From the entries below, return exactly the lines beginning at the one that contains "Spot every instance of the narrow" and ending at the one that contains "Target: window pane", both of them included, and only those lines.
§
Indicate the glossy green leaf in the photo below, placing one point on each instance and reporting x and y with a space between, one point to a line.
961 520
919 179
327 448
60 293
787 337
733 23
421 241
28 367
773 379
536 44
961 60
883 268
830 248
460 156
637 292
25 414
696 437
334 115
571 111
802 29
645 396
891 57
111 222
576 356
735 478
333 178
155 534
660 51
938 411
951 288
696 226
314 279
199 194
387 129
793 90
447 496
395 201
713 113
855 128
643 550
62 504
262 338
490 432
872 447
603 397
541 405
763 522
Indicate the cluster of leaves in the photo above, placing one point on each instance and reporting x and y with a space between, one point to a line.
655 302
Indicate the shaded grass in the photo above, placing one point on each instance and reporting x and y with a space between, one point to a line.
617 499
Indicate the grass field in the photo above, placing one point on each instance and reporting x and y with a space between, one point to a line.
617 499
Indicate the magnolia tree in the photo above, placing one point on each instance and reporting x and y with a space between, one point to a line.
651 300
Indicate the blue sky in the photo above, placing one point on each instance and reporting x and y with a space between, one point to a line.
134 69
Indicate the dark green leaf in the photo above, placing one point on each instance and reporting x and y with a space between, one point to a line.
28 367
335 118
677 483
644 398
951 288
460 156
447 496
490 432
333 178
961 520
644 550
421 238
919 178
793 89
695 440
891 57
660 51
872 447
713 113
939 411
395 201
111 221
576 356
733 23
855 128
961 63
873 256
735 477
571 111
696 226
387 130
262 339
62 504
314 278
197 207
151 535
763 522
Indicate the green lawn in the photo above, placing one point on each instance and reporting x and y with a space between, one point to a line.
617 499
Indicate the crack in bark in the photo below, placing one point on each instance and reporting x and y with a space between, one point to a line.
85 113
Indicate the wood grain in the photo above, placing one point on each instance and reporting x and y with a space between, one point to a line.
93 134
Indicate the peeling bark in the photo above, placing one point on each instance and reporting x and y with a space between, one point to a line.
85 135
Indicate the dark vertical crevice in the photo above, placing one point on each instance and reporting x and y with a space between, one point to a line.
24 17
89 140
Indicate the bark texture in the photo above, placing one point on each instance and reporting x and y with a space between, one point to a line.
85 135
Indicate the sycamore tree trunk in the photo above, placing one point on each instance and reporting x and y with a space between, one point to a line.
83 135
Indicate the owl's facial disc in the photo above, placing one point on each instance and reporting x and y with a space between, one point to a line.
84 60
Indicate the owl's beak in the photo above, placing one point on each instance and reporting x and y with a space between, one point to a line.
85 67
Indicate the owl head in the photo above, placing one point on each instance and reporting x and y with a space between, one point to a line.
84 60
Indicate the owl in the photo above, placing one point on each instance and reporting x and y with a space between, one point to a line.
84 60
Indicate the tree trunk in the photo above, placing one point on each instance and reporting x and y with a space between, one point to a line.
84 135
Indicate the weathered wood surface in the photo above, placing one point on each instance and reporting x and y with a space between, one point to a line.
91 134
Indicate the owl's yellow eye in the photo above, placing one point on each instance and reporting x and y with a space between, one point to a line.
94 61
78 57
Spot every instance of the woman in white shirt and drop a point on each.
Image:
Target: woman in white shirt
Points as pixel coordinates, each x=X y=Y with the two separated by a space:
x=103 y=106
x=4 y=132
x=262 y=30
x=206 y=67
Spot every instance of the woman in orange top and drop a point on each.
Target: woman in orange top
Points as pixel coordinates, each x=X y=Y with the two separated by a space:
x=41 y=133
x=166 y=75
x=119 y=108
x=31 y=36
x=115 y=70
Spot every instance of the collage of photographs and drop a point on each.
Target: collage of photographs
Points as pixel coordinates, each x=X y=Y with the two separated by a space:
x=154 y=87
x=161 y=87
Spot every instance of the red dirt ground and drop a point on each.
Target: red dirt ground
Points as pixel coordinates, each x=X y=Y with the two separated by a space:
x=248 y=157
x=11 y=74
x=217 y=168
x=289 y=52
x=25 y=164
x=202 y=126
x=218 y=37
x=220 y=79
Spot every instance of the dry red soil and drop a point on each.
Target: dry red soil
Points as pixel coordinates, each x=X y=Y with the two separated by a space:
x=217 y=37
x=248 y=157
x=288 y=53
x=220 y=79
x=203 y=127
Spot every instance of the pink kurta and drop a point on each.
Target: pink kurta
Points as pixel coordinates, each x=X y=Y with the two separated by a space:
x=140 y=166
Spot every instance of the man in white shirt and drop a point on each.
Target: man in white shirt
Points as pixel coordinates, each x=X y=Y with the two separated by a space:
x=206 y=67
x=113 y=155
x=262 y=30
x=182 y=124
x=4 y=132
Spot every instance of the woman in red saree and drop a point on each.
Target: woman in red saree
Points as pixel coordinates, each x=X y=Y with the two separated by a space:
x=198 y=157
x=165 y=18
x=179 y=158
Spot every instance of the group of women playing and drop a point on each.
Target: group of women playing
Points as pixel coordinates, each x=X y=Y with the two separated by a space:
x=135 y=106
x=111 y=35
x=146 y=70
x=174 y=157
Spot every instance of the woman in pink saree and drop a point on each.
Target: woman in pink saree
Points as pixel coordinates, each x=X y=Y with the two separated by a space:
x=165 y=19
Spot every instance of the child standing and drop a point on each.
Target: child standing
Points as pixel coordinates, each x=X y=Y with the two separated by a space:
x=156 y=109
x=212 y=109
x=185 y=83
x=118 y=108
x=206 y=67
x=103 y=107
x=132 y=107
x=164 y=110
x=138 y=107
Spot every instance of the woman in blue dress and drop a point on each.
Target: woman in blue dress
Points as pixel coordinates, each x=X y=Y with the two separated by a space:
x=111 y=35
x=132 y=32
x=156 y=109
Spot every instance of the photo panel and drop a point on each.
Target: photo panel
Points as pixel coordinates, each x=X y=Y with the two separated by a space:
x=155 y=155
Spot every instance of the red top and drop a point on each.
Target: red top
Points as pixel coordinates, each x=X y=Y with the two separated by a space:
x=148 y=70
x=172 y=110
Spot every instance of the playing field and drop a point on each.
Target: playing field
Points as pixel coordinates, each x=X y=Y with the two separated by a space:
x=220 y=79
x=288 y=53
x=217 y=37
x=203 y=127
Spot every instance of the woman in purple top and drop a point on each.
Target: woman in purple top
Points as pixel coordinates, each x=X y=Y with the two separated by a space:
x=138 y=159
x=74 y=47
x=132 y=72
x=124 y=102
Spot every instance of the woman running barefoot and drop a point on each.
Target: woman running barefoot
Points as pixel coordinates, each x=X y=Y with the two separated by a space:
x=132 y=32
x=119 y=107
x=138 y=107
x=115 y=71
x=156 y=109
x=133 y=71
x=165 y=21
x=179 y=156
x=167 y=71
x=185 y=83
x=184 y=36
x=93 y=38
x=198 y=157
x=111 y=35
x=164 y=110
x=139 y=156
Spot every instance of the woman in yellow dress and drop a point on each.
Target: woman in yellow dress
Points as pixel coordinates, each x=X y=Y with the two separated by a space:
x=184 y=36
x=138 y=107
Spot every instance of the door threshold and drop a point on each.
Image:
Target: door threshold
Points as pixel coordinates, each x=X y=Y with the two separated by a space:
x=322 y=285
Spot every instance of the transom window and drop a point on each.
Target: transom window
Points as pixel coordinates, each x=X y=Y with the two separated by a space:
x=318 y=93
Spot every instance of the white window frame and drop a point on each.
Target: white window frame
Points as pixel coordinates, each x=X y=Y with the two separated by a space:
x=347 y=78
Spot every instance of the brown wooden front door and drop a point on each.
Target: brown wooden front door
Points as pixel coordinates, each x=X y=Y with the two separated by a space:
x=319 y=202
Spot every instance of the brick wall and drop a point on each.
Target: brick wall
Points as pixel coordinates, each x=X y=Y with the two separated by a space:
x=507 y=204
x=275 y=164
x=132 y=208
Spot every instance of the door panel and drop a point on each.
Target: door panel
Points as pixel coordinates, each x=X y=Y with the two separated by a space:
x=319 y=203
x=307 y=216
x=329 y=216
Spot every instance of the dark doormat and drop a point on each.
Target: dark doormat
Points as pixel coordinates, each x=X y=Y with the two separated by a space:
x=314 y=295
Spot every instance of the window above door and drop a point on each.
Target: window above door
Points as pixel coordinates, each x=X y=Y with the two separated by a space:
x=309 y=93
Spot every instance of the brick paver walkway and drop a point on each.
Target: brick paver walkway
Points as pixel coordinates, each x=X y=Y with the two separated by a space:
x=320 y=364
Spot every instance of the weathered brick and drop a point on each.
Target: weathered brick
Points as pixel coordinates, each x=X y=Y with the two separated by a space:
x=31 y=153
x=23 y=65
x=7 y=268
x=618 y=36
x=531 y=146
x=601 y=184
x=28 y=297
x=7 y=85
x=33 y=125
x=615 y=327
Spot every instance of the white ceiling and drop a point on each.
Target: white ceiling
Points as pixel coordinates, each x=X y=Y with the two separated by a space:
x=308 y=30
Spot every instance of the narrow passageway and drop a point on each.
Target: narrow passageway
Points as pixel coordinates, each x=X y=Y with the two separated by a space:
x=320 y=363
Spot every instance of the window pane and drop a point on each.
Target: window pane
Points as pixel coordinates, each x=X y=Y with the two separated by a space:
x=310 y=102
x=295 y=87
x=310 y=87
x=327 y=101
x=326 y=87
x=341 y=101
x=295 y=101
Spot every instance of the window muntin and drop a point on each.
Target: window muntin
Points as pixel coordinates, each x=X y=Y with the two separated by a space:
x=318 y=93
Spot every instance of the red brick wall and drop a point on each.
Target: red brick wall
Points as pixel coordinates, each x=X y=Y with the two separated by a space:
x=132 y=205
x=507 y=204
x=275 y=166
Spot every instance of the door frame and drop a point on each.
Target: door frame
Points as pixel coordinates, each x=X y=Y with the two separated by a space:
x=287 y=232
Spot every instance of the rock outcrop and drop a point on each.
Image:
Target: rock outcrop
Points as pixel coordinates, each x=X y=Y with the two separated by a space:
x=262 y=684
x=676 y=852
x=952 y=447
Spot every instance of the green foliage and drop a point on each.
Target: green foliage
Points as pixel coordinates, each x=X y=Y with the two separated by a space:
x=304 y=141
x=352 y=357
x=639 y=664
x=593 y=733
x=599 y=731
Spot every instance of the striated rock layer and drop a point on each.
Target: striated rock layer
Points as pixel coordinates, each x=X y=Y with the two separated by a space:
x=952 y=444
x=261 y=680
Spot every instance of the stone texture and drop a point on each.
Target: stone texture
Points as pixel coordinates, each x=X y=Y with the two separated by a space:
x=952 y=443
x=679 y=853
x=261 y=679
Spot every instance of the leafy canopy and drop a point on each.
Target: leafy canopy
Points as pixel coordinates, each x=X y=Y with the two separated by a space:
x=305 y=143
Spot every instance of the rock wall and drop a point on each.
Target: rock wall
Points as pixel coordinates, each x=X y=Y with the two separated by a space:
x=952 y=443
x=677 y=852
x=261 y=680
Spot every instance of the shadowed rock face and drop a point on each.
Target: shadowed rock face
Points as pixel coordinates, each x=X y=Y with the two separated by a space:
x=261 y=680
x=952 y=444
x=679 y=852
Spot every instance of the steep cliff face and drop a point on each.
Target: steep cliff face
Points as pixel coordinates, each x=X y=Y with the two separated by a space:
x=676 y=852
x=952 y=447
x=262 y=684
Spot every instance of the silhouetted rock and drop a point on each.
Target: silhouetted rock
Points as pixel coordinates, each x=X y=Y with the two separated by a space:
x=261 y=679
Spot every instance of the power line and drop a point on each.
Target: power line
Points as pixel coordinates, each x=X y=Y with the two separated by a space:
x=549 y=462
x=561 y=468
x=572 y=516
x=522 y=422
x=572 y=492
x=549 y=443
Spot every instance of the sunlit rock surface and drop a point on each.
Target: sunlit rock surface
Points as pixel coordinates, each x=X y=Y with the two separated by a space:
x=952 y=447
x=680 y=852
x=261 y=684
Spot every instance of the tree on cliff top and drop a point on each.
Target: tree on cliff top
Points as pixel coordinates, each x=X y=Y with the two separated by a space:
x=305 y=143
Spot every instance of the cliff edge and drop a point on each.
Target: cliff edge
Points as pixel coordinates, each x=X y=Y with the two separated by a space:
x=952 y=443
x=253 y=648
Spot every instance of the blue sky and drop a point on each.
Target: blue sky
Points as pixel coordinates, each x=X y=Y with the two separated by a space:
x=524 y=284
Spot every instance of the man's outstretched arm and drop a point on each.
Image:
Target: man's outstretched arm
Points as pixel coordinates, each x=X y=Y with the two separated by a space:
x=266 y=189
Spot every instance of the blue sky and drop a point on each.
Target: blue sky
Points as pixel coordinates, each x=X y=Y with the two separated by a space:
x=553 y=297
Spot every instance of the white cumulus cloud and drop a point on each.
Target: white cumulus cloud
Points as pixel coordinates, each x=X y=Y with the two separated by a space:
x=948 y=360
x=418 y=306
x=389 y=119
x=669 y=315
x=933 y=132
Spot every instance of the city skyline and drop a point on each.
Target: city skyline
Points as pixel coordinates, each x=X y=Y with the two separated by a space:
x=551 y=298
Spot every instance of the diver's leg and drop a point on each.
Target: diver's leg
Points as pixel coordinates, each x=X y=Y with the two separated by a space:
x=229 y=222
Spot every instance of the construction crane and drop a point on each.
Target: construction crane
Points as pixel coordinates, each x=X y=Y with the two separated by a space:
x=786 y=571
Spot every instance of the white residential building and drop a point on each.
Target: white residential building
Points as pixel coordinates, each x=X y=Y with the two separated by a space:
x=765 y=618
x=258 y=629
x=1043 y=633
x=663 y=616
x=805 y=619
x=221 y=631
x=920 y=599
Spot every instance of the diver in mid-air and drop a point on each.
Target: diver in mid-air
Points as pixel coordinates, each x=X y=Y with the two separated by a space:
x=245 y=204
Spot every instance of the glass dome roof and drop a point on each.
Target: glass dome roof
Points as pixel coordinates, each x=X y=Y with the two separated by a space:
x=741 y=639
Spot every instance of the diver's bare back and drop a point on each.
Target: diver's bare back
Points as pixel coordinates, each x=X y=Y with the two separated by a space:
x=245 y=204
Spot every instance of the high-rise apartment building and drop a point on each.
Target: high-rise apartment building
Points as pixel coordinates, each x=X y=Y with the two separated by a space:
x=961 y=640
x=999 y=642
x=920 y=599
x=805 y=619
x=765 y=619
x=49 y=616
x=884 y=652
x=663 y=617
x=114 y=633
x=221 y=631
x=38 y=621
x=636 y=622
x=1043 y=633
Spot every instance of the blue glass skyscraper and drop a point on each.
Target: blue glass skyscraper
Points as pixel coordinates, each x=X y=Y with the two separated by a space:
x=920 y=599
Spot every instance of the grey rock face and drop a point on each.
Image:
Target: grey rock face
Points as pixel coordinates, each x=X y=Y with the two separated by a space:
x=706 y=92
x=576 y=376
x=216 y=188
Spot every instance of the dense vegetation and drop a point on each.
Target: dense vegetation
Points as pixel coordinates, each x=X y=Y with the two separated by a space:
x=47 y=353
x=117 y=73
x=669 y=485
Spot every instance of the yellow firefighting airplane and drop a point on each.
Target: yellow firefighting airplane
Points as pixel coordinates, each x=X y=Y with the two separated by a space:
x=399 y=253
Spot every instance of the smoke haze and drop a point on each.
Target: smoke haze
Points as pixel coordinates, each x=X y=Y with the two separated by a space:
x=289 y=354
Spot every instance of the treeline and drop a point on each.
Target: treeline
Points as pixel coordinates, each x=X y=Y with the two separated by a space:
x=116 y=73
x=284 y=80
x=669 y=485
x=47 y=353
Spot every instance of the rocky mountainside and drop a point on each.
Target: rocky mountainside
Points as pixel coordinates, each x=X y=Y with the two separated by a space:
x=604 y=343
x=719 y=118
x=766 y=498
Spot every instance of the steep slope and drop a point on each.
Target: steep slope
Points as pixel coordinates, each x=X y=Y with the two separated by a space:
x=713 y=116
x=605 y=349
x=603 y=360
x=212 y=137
§
- **Output for this exercise**
Spot every instance of the narrow passageway and drop a point on each.
Target: narrow passageway
Points as pixel coordinates, each x=X y=Y with the two separated by a space:
x=320 y=363
Spot every instance of the window pane and drop a point on each.
Target: window pane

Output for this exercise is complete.